YOUR INSTRUCTIONS:
Quote all entries exactly, leaving pictures aside.

=== DATA PROVIDED ===

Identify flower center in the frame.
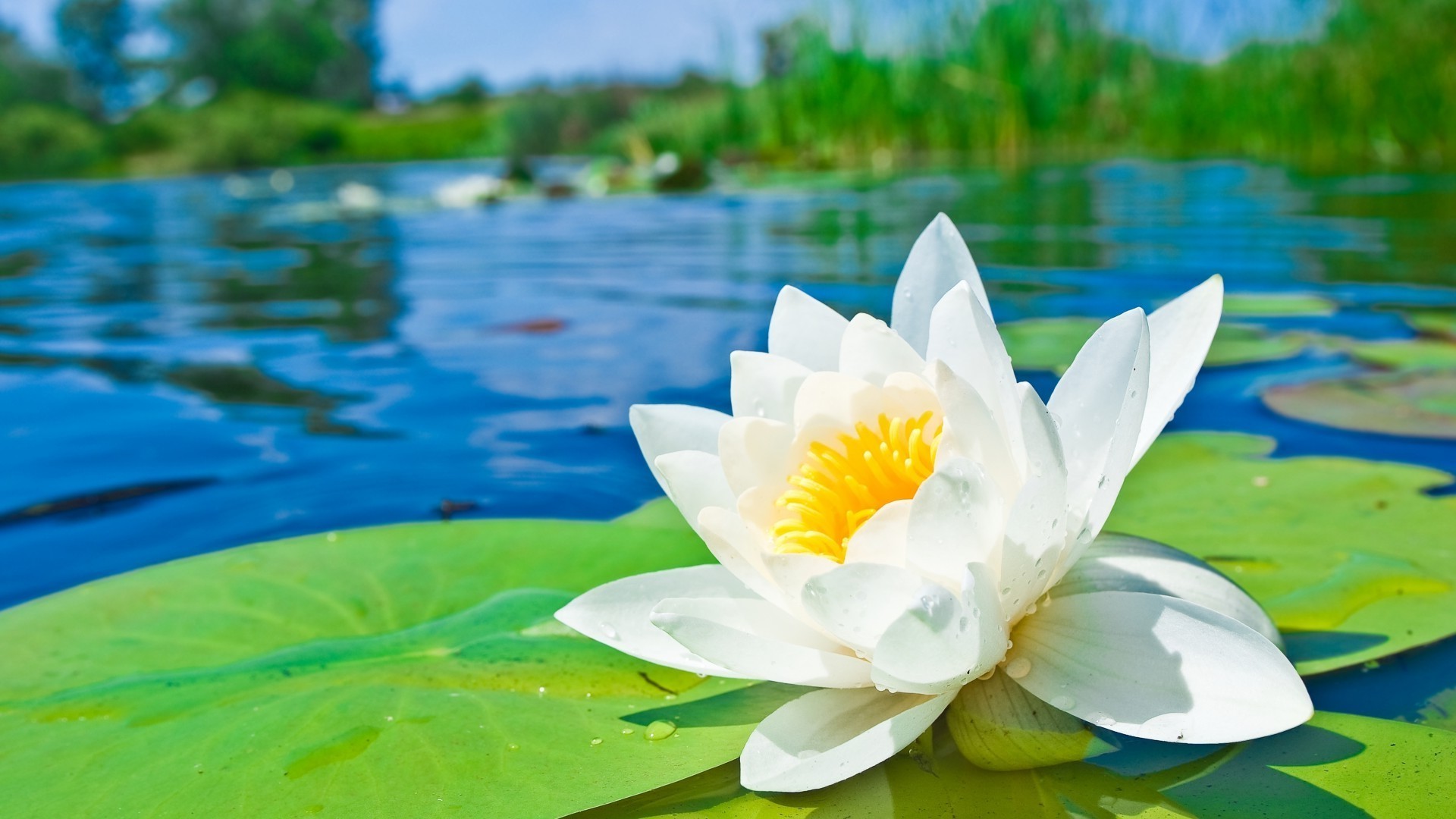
[774,413,940,563]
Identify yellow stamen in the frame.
[774,413,940,563]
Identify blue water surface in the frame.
[0,162,1456,623]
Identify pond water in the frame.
[0,155,1456,716]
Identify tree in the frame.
[0,22,65,108]
[162,0,380,106]
[55,0,134,117]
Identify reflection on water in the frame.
[0,162,1456,605]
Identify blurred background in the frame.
[0,0,1456,178]
[0,0,1456,664]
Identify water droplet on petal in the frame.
[642,720,677,742]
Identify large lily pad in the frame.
[1223,293,1339,318]
[1263,370,1456,438]
[1108,433,1456,673]
[582,714,1456,819]
[0,516,795,817]
[999,316,1307,375]
[1405,310,1456,341]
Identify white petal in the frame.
[1016,383,1067,476]
[1133,275,1223,463]
[871,564,1006,694]
[728,350,810,421]
[769,287,849,370]
[845,500,912,566]
[651,588,869,688]
[905,457,1006,580]
[890,213,992,353]
[945,672,1116,771]
[1054,533,1283,645]
[556,566,755,679]
[695,506,780,604]
[930,362,1021,497]
[763,552,840,617]
[718,419,793,494]
[657,449,738,535]
[802,563,924,653]
[1008,592,1313,743]
[839,313,924,386]
[1048,309,1149,573]
[926,284,1021,452]
[1000,388,1067,610]
[628,403,731,491]
[739,688,954,791]
[793,373,883,434]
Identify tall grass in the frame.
[0,0,1456,175]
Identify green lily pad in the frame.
[999,316,1307,375]
[1335,338,1456,370]
[0,517,798,817]
[1223,293,1339,318]
[1405,310,1456,341]
[579,713,1456,819]
[1108,433,1456,673]
[1261,370,1456,438]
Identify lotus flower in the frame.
[556,214,1312,791]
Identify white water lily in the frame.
[556,215,1312,791]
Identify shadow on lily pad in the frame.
[578,714,1392,819]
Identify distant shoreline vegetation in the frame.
[0,0,1456,179]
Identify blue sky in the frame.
[0,0,1328,90]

===

REPLY:
Identify flower center in the frame.
[774,413,940,563]
Identify yellow stamen in the frame.
[774,413,940,563]
Identify blue water surface in the frame.
[0,162,1456,623]
Identify pond water in the frame.
[0,155,1456,716]
Identify tree in the frame.
[0,22,65,108]
[162,0,380,106]
[55,0,134,117]
Identify reflection on water in the frame.
[0,162,1456,605]
Identify blurred background in the frame.
[0,0,1456,178]
[0,0,1456,664]
Identify water droplet on petal in the frame.
[642,720,677,742]
Identify large lily pad in the frame.
[1223,293,1339,318]
[1263,370,1456,438]
[1108,433,1456,673]
[582,714,1456,819]
[0,516,795,817]
[999,316,1307,375]
[1405,310,1456,341]
Identify white petal in the frame.
[1016,383,1067,476]
[1133,275,1223,463]
[871,564,1006,694]
[728,350,810,421]
[769,287,849,370]
[845,500,912,566]
[651,588,869,688]
[905,457,1006,580]
[890,213,992,353]
[945,672,1116,771]
[1054,533,1283,645]
[556,566,755,679]
[695,506,780,604]
[930,362,1021,497]
[763,552,840,617]
[718,419,793,494]
[657,449,738,535]
[802,563,924,653]
[1008,592,1313,743]
[839,313,924,386]
[1048,309,1149,573]
[926,284,1021,452]
[1000,388,1067,610]
[628,403,731,491]
[739,688,954,791]
[793,373,883,434]
Identify tall grass in the frame.
[0,0,1456,175]
Identify green lily pad in the frame.
[999,316,1307,375]
[1335,338,1456,370]
[0,517,798,817]
[1223,293,1339,318]
[1405,310,1456,341]
[579,713,1456,819]
[1108,433,1456,673]
[1261,370,1456,438]
Identify lotus flower in the frame.
[556,214,1312,791]
Identify white water lily in the frame.
[556,215,1312,791]
Identify shadow on lily pad in the frame.
[578,714,1392,819]
Identify distant shoreline vegetation in the frame.
[0,0,1456,179]
Identify blue sky in the frame.
[0,0,1328,90]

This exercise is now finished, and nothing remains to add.